* **EXERCISE**:
Nothing but the exact lines from the one containing "and find laptop" through the last line of the records below belongs in your answer.

### PROVIDED MATERIAL

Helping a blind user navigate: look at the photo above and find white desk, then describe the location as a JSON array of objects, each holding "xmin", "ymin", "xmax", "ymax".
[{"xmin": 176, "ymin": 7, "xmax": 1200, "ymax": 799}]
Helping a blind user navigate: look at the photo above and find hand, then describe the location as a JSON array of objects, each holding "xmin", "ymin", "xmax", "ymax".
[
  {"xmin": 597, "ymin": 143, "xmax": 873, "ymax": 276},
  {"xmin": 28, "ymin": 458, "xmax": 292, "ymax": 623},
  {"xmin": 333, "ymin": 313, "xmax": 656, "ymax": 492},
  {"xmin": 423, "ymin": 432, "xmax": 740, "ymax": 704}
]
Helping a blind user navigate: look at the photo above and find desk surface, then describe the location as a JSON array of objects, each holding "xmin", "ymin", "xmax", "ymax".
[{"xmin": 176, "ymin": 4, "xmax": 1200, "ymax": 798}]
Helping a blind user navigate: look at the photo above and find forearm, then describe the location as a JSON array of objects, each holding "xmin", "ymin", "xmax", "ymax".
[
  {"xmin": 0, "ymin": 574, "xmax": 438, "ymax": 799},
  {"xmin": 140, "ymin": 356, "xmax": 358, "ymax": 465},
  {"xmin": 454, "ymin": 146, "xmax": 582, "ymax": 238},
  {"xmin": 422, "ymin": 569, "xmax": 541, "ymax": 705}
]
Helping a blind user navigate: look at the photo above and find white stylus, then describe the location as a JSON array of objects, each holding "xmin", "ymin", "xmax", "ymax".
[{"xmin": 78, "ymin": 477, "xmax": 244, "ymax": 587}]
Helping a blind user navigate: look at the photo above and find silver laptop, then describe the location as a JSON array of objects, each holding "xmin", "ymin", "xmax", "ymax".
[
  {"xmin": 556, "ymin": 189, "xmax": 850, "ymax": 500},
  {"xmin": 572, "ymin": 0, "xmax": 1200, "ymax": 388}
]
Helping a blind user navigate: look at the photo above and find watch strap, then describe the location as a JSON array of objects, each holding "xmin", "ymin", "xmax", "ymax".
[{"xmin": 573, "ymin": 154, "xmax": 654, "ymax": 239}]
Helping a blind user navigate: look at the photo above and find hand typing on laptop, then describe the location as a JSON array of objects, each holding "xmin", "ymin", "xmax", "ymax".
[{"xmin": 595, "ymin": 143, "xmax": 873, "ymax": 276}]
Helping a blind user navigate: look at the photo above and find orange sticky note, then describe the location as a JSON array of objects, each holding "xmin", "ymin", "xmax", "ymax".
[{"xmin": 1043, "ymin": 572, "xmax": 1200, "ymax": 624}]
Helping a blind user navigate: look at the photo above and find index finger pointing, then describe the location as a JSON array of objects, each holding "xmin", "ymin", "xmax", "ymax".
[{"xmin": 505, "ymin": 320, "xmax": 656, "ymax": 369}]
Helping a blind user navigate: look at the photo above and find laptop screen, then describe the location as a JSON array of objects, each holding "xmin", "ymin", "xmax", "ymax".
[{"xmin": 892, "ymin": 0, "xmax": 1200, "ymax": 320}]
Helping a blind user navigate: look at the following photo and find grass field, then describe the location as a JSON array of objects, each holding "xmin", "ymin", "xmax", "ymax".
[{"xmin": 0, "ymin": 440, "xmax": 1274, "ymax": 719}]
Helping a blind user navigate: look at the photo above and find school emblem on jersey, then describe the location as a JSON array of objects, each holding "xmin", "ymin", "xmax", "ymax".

######

* **EXERCISE RESULT**:
Helping a blind user navigate: look at the photo above and find laptop screen, then describe the location as a JSON array of objects, each holding "xmin", "ymin", "xmax", "ymax".
[{"xmin": 892, "ymin": 0, "xmax": 1200, "ymax": 320}]
Helping a blind user navigate: look at the following photo and find grass field, then describe the location as a JSON array of objects, each holding "xmin", "ymin", "xmax", "ymax".
[{"xmin": 0, "ymin": 440, "xmax": 1274, "ymax": 719}]
Helping a blind user navigate: look at the photo above and find school emblem on jersey, then describe the location as a JSON array of objects, each holding "xmin", "ymin", "xmax", "ymax".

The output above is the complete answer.